> **PROBLEM DETAILS**
Repeat, exactly and in full, the lines of the listing below, but without any pictures.

>> Begin RECORDS PROVIDED

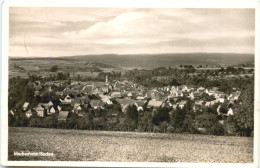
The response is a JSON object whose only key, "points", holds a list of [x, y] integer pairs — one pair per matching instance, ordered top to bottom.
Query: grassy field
{"points": [[74, 145]]}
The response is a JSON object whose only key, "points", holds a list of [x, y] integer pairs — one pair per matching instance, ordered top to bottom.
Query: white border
{"points": [[123, 4]]}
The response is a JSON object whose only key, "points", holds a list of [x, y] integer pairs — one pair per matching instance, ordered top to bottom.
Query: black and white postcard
{"points": [[134, 84]]}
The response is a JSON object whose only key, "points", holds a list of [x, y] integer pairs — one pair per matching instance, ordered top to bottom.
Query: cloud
{"points": [[67, 31]]}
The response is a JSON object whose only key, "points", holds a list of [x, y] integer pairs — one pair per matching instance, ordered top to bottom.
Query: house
{"points": [[201, 89], [115, 94], [194, 95], [140, 98], [221, 98], [66, 100], [50, 103], [125, 103], [154, 104], [182, 104], [207, 104], [139, 105], [25, 106], [58, 108], [77, 109], [52, 110], [40, 111], [11, 112], [230, 112], [28, 113], [63, 115]]}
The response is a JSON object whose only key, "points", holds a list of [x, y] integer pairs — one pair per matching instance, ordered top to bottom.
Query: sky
{"points": [[52, 31]]}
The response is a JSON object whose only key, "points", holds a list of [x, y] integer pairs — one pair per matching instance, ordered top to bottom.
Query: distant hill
{"points": [[149, 61]]}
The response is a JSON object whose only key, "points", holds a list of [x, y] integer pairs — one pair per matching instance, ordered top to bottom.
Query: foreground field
{"points": [[73, 145]]}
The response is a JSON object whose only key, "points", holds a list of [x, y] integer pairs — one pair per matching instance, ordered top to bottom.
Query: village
{"points": [[79, 97]]}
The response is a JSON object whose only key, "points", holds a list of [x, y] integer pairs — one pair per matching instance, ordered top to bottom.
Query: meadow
{"points": [[83, 145]]}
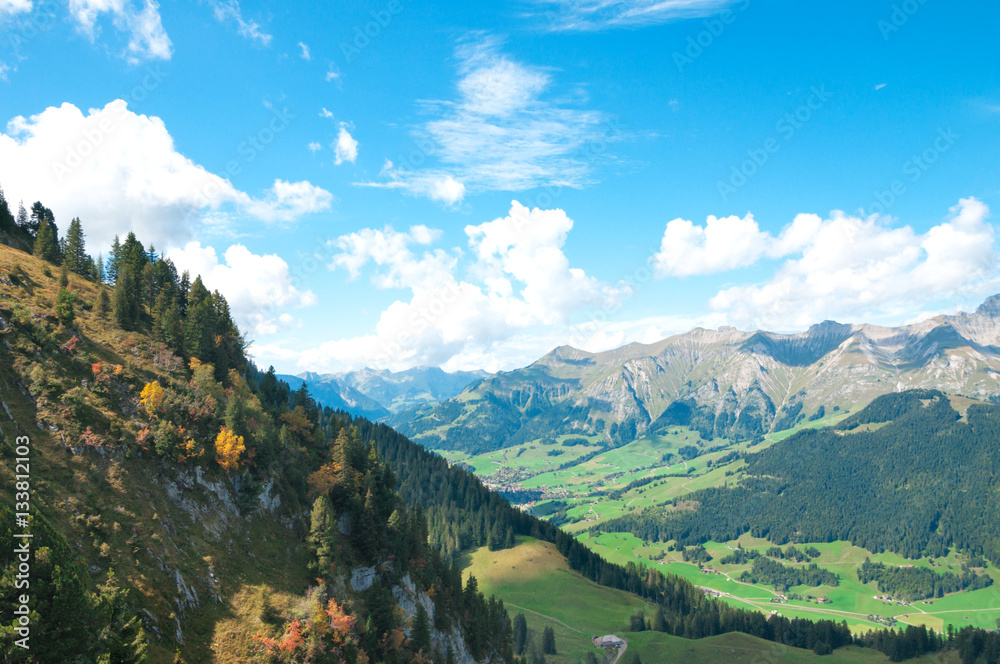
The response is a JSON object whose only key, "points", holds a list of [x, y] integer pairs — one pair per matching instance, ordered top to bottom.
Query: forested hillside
{"points": [[908, 474], [186, 507]]}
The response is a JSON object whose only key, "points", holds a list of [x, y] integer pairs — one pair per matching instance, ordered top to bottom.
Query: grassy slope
{"points": [[121, 503], [534, 579]]}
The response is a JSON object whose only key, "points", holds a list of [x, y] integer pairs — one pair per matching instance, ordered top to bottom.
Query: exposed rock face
{"points": [[751, 381]]}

>> End RECORDS PROVIDED

> **RESPONSE**
The response is a JSON object whose only key, "points", holds a list of [x, y] integer pairs — one pair per matching instance, ordered top to bottom.
Query: grassy field
{"points": [[74, 145]]}
The response is a JSON object whose only key, "points", holds a list of [x, y] integer pairs — one pair per matching instance, ordered top to bottom.
Query: white border
{"points": [[123, 4]]}
The response is a JSON object whose only key, "points", holds a list of [x, y] integer pairs — one pair per matching instance, ordered top to bottom.
Query: black and white postcard
{"points": [[134, 84]]}
The response is a JSON object whose only key, "points", holds a list of [x, y] integer pairs — one pair per matching instance, ordered top to bottom.
Query: cloud
{"points": [[67, 31]]}
The response is a JSON object whose only key, "points", holds a list of [x, y] integer pairs — one pair per matching instance, ordered top to bottom.
Query: house
{"points": [[201, 89], [115, 94], [194, 95], [140, 98], [221, 98], [66, 100], [50, 103], [125, 103], [154, 104], [182, 104], [207, 104], [139, 105], [25, 106], [58, 108], [77, 109], [52, 110], [40, 111], [11, 112], [230, 112], [28, 113], [63, 115]]}
The response is a JSON object whose only key, "points", holds a list of [x, y] integer pairs — one pair per matching instance, ordered top to bottom.
Query: sky
{"points": [[52, 31]]}
The response is a JSON object whose only key, "points", holds a list of [x, y] integer pairs — one pair per matching instance, ordered top to bottom.
Query: distant hill
{"points": [[149, 61]]}
The response is a JSON object whose only key, "points", holds a list of [x, y] integer pairs — one pair per matching instance, ordered top to bottom.
Query: foreground field
{"points": [[73, 145]]}
The response is a JSON object whose only key, "points", holds a list of [x, y] integer pairs — one pair per matching instance, ordered top to bottom.
Query: village
{"points": [[79, 97]]}
The response is a JSON object whose only key, "points", holds a list of [x, y] integer pairs — one pair per matching instance, ordered top to bottom.
Query: meadow
{"points": [[83, 145]]}
The response is a JSON object whose only key, "points", holds a list of [x, y] integer pairs — one pair per matching instance, ordered top to bottom.
Query: forested hillside
{"points": [[908, 474], [186, 507]]}
The response is a JSON object whose only key, "points", holds a list of [x, y] integer pairs — one pair per matching instance, ordered top to bottom.
Query: grassy slope
{"points": [[121, 503], [534, 579]]}
The response is a JSON object whose only key, "points", holds a list of [x, y] integer pairs — one pair per matching instance, ordered top to bottom.
Query: exposed rock face
{"points": [[751, 381]]}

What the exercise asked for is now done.